>>

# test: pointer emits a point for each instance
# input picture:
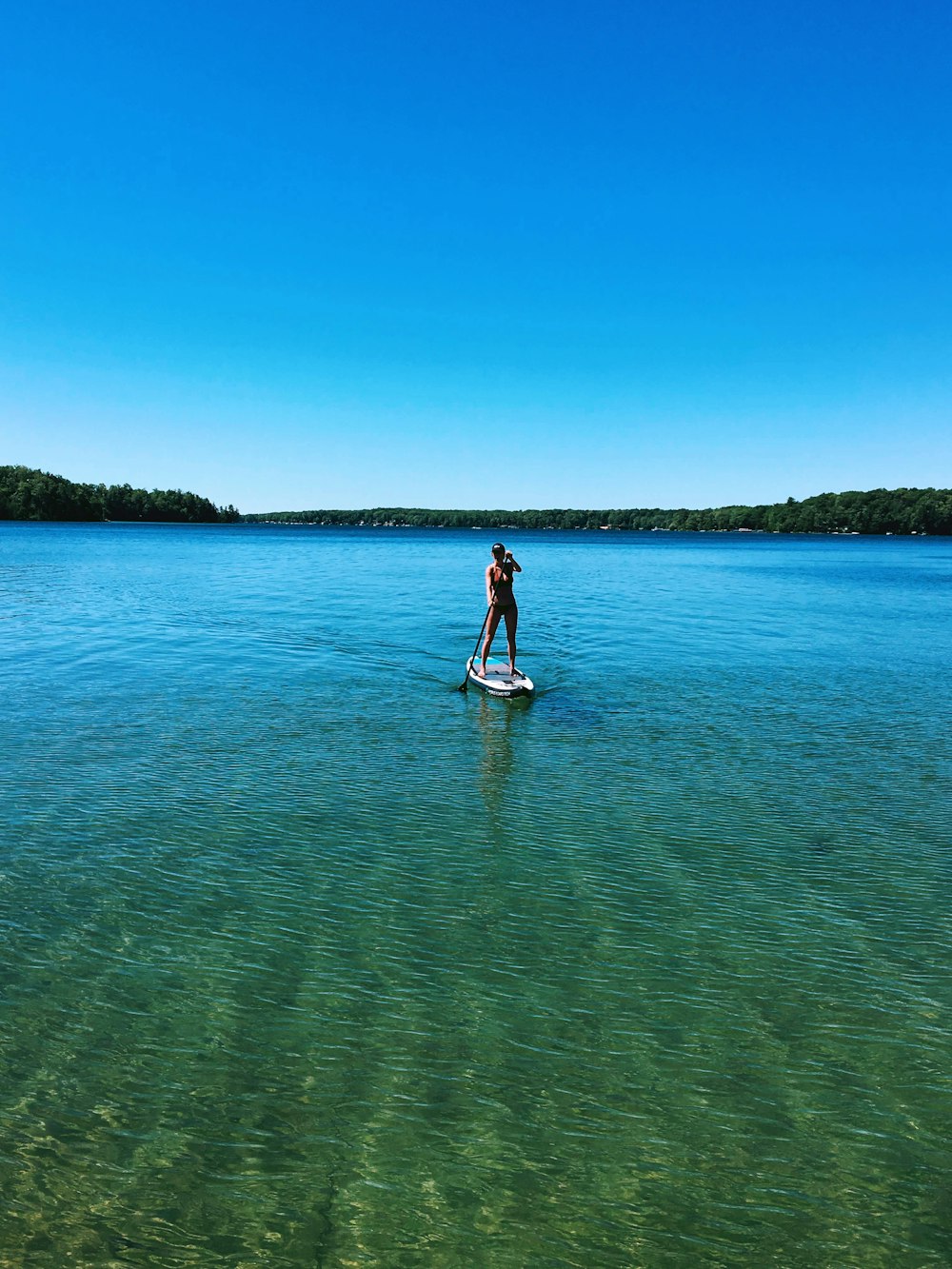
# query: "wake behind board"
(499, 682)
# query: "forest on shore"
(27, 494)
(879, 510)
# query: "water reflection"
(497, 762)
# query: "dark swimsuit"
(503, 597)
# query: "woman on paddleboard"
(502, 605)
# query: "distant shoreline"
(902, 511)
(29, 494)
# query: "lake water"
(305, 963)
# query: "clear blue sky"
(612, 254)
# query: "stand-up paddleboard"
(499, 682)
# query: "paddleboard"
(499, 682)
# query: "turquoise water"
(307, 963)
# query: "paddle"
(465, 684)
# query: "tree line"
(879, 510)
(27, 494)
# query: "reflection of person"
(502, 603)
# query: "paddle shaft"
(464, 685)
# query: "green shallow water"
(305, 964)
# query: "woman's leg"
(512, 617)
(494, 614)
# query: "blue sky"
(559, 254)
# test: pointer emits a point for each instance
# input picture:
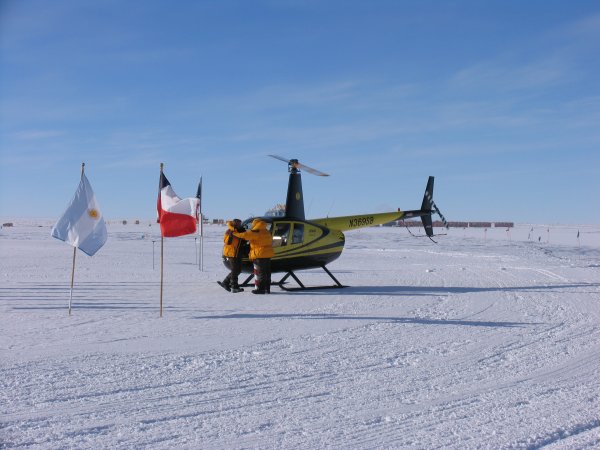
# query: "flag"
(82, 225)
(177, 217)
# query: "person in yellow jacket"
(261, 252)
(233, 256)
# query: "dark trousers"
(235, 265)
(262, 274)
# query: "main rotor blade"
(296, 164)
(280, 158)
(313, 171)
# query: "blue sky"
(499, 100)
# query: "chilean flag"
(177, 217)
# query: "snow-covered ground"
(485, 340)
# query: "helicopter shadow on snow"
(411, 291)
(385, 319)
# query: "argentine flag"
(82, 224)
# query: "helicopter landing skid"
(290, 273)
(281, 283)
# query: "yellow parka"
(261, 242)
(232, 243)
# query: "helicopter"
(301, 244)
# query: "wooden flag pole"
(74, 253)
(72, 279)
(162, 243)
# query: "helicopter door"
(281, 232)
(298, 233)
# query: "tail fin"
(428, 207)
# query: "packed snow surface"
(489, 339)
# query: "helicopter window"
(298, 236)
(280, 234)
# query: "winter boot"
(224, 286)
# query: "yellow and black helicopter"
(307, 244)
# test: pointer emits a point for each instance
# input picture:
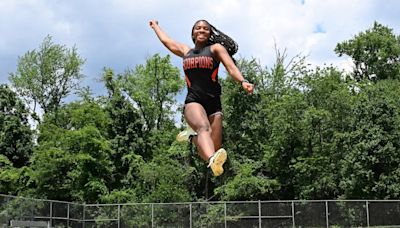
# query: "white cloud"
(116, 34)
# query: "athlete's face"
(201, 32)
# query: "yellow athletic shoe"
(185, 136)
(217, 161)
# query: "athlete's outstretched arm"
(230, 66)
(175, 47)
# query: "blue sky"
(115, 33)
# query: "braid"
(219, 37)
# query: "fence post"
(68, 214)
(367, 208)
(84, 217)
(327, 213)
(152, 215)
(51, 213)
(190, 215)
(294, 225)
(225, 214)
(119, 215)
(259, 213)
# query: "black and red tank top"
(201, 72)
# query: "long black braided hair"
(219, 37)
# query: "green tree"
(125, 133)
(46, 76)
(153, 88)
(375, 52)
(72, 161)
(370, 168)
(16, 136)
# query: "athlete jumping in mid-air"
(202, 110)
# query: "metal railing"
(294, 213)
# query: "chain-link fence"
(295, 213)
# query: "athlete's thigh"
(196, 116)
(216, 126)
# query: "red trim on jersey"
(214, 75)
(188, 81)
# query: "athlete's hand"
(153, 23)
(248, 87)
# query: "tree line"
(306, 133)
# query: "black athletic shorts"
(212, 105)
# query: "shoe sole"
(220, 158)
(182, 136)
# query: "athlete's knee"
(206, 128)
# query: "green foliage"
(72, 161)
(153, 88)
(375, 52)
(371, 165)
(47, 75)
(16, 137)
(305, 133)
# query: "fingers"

<<

Work required:
Only the last part of the entries above is needed: please copy the line with "and red tank" and each line after it exactly.

Task output:
# query: "black and red tank top"
(201, 72)
# query: "long black braided hair"
(219, 37)
# query: "green tree"
(125, 133)
(46, 76)
(153, 88)
(375, 52)
(72, 161)
(370, 168)
(16, 136)
# query: "athlete jumping in mid-air"
(202, 110)
# query: "metal railing"
(294, 213)
# query: "chain-link fence"
(295, 213)
# query: "athlete's thigh"
(196, 116)
(216, 126)
# query: "red trim on jersey"
(214, 75)
(188, 81)
# query: "athlete's hand"
(153, 23)
(248, 87)
# query: "tree line"
(306, 133)
# query: "black athletic shorts"
(212, 105)
# query: "shoe sole"
(220, 158)
(182, 136)
# query: "athlete's knee"
(206, 128)
# query: "green foliage"
(72, 161)
(153, 88)
(375, 52)
(371, 165)
(47, 75)
(16, 137)
(305, 133)
# query: "fingers"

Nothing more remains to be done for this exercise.